What is being asked:
Rewrite the entries below with "truck trailer" changed to "semi trailer" and everything else left as it is. Leave the pictures out.

Material for this exercise:
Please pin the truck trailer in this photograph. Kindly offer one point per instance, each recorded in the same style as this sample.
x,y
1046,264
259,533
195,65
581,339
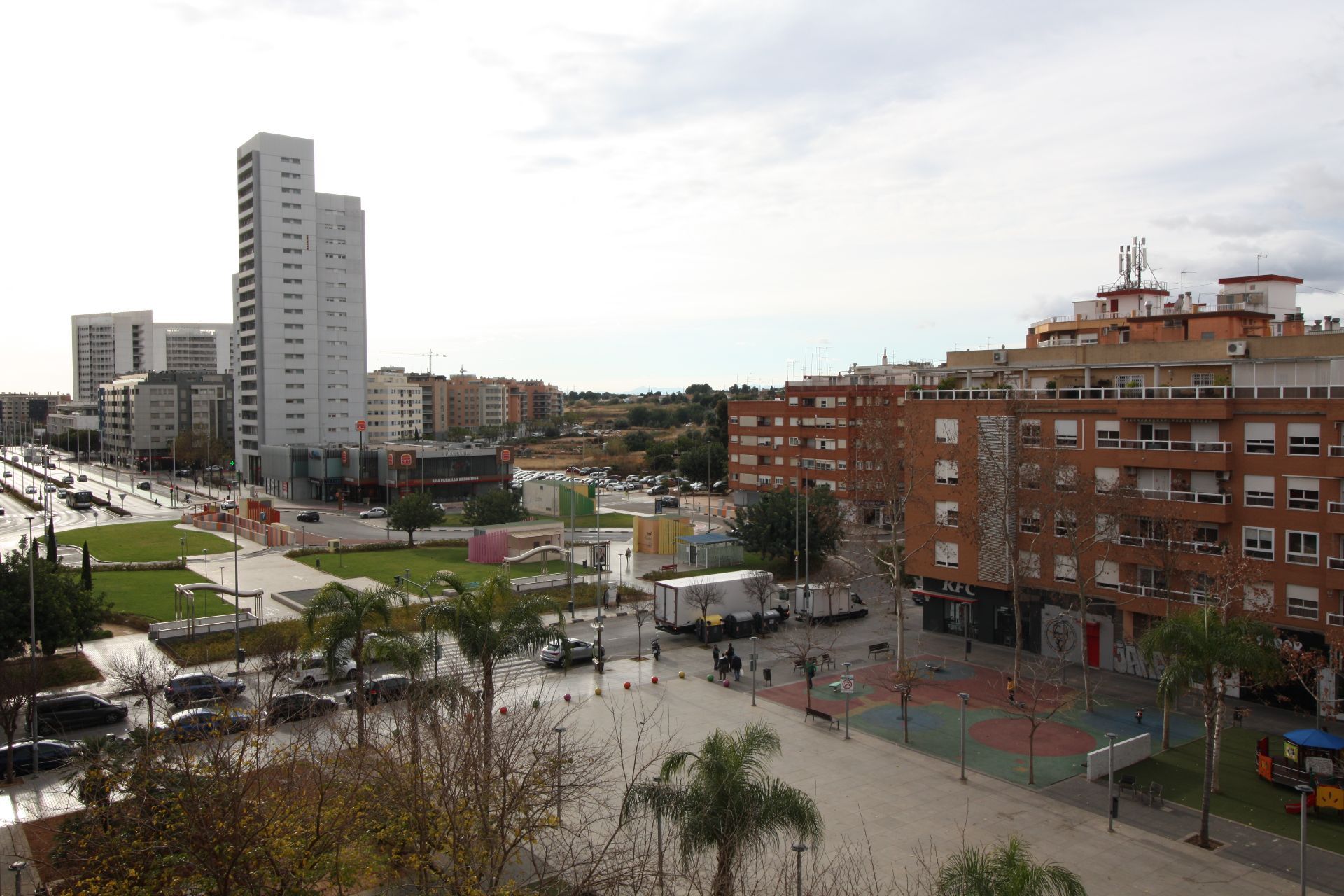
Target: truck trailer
x,y
734,605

Expected answer:
Please pin the semi trailer in this photograph. Kindly offer one point per instance, each recorded in the same style as this sample.
x,y
1046,264
259,533
195,65
581,339
Target: semi trailer
x,y
734,605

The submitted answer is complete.